In March 2011, Barea confirmed he was in a relationship with Miss Universe 2006 Zuleyka Rivera. In July 2011, they confirmed that they were expecting their first child. Rivera gave birth to their son Sebastián José Barea Rivera on February 17, 2012. Barea was present during the birth. The couple later split in April 2013.

In the summer of 2013, Barea started dating actress and Miss Universe Puerto Rico 2011 Viviana Ortiz. In February 2016, they confirmed that they were expecting their first child. Their daughter Paulina Barea Ortiz was born on March 31, 2016. Barea and Ortiz got married on August 20, 2016, in a lavish ceremony at the church of the Universidad del Sagrado Corazón in San Juan, Puerto Rico.

Five days after Hurricane Maria hit, Barea spoke to his parents on a family friend's phone to inform them that Mavs owner Mark Cuban lent him the team plane to fly down to Puerto Rico the next day with food, water, and supplies. The Mavs' team plane made the trip five times, delivering a total of more than 100,000 pounds of food, water, power generators, and other supplies. Barea made the trip once while his stay-at-home wife ran the other four trips and focused full-time on the relief efforts. Barea's efforts in helping Puerto Rico earned him the NBA's J. Walter Kennedy Citizenship Award and the Hall of Fame's Mannie Jackson Award recognizing human spirit.

Extracted records

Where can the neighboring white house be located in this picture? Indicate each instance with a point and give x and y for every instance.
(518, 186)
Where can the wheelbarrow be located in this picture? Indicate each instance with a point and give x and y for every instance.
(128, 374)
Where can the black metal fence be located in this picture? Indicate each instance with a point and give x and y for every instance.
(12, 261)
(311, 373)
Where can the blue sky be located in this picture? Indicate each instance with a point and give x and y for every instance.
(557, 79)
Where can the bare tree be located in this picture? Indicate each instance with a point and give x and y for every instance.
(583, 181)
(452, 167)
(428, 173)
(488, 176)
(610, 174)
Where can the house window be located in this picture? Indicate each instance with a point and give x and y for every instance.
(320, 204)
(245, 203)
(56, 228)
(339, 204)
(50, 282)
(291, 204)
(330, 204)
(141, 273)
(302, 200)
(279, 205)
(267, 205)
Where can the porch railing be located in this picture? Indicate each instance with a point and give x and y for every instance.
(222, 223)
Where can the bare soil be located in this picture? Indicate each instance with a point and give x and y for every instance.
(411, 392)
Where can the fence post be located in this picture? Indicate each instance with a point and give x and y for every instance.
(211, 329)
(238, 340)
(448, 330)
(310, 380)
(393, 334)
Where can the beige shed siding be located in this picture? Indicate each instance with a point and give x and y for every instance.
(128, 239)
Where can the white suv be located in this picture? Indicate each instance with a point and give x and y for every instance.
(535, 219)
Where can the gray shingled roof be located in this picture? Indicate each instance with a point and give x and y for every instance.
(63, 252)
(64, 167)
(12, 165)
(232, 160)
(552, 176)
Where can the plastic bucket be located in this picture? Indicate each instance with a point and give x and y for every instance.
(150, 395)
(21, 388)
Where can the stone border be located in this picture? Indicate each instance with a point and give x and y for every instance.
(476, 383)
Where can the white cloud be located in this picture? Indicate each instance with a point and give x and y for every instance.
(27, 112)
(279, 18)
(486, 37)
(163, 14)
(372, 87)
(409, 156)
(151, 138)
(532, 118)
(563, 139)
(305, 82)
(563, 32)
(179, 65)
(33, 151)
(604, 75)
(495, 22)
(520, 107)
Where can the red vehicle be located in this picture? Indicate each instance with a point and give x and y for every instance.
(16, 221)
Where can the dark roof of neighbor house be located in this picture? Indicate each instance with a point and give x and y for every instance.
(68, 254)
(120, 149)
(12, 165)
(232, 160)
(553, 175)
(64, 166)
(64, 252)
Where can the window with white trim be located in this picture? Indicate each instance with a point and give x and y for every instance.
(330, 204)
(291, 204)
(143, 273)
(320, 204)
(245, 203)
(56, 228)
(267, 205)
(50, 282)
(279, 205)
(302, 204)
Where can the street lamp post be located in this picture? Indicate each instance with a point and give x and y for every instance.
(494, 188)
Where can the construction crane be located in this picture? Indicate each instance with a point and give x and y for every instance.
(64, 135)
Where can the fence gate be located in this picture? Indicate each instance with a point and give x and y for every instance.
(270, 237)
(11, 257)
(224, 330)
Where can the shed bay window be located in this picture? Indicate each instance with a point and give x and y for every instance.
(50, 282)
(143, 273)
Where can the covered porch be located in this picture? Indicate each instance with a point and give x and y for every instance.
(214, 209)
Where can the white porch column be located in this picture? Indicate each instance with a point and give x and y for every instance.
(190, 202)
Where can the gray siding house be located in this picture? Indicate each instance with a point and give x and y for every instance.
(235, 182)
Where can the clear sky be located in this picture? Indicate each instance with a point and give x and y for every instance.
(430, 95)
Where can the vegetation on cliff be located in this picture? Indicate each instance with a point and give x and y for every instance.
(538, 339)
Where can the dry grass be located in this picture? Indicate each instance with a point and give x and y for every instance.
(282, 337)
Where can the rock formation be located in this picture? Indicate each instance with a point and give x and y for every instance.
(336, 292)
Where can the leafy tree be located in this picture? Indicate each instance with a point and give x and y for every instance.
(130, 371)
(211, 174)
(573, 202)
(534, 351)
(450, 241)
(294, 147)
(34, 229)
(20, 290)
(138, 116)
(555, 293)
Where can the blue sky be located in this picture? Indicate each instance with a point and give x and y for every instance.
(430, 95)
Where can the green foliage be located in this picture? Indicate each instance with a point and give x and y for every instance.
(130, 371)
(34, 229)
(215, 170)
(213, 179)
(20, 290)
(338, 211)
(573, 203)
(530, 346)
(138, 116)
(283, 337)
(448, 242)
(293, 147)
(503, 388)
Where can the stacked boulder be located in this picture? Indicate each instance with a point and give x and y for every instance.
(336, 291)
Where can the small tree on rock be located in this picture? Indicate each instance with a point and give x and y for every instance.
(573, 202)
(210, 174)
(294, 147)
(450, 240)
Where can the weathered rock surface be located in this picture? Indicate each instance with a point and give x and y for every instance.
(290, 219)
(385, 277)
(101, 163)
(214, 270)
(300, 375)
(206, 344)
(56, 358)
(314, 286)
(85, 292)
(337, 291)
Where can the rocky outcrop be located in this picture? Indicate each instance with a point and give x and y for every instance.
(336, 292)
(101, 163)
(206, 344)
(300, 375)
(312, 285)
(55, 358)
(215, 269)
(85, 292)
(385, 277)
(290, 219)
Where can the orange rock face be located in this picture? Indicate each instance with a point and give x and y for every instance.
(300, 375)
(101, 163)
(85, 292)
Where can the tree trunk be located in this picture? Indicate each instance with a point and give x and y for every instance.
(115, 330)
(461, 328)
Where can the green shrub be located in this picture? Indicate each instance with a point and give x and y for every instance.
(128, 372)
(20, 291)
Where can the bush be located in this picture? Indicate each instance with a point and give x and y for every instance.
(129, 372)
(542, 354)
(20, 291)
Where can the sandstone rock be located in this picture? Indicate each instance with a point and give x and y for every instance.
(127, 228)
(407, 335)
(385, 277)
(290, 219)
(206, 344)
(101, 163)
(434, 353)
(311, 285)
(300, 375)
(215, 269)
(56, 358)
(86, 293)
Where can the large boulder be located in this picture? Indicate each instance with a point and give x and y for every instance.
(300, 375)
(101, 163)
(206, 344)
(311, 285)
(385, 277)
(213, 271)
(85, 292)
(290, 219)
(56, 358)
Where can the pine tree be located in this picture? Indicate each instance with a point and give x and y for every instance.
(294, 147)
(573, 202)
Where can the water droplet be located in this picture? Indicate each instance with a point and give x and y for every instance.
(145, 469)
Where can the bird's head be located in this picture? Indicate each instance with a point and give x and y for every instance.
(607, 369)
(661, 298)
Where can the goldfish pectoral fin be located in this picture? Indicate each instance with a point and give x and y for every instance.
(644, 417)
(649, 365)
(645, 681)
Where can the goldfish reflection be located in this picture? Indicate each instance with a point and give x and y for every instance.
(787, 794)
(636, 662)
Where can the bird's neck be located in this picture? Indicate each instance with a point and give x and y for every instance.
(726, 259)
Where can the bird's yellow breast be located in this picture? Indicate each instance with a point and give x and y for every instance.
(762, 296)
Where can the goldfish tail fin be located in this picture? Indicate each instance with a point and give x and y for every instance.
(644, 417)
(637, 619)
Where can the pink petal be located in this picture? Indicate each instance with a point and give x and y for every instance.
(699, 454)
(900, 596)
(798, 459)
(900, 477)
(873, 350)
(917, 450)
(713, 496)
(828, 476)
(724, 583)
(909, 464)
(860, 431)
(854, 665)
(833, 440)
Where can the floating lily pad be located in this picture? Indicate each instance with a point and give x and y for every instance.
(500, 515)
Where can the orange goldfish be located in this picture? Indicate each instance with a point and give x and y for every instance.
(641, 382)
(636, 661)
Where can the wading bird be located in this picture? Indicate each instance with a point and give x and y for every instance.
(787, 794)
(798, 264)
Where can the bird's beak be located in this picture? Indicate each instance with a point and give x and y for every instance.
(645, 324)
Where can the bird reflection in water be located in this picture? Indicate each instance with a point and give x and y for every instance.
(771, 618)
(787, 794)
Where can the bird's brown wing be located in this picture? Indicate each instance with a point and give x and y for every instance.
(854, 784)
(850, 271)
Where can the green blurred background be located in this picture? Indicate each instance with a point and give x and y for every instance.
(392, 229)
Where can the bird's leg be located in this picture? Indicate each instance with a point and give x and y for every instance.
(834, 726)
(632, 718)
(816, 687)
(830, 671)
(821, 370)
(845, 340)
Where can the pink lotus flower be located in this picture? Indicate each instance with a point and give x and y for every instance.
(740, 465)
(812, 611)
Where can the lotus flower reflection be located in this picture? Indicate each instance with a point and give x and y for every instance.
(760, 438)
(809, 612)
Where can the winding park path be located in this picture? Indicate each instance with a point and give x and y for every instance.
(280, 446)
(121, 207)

▶ **Work task 1**:
Answer these questions from the Barea passage:
(a) On what date was Sebastián José Barea Rivera born?
(b) Where did Barea and Ortiz marry?
(c) How many times did the Mavs' team plane make the trip to Puerto Rico?
▶ **Work task 2**: List every person named in the Barea passage, leaving out names that appear only in the titles of awards.
▶ **Work task 3**: Extend the Barea passage by writing what follows its last sentence.

▶ **Exercise result 1**:
(a) February 17, 2012
(b) At the church of the Universidad del Sagrado Corazón in San Juan, Puerto Rico
(c) Five times

▶ **Exercise result 2**:
Barea
Zuleyka Rivera
Sebastián José Barea Rivera
Viviana Ortiz
Paulina Barea Ortiz
Mark Cuban

▶ **Exercise result 3**:
Barea is 12 credits short of getting his college degree from Northeastern. His older brothers are Jaime, a doctor, and Jason, an engineer. Barea returns to his hometown Mayagüez only a few times a year, and usually stops first in Barrio Paris, a poorer part of town where his father used to drive daily to pick up his teammates. Before the hurricane, his foundation focused on refurbishing basketball courts in poor areas. He holds several basketball clinics each summer throughout the island and usually donates uniforms and equipment for the youth leagues run by Tommy Zapata, who coached Barea from when he was a 3-year-old who could dribble the ball ambidextrously.